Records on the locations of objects
········
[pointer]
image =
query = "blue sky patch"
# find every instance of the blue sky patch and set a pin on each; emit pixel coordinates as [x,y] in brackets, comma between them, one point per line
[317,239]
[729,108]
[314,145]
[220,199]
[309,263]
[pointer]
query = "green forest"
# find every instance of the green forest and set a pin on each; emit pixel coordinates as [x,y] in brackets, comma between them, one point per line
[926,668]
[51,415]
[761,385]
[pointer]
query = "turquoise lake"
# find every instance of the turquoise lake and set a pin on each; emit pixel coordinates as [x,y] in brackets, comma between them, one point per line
········
### Exercise brief
Select every line of the records above that contains the word "between", matching its case exactly, and copy those lines.

### Task result
# find every instance of the blue sky patch and set a pin on each; emit pixel coordinates as [x,y] in brackets, comma between them, one point per line
# find every instance of the green forest and set a pin on each; emit pixel coordinates as [x,y] in brackets, comma between them, one point per line
# find every instance of the turquoise lake and set a pin on each; emit pixel coordinates as [x,y] in brackets, comma between them, one point per line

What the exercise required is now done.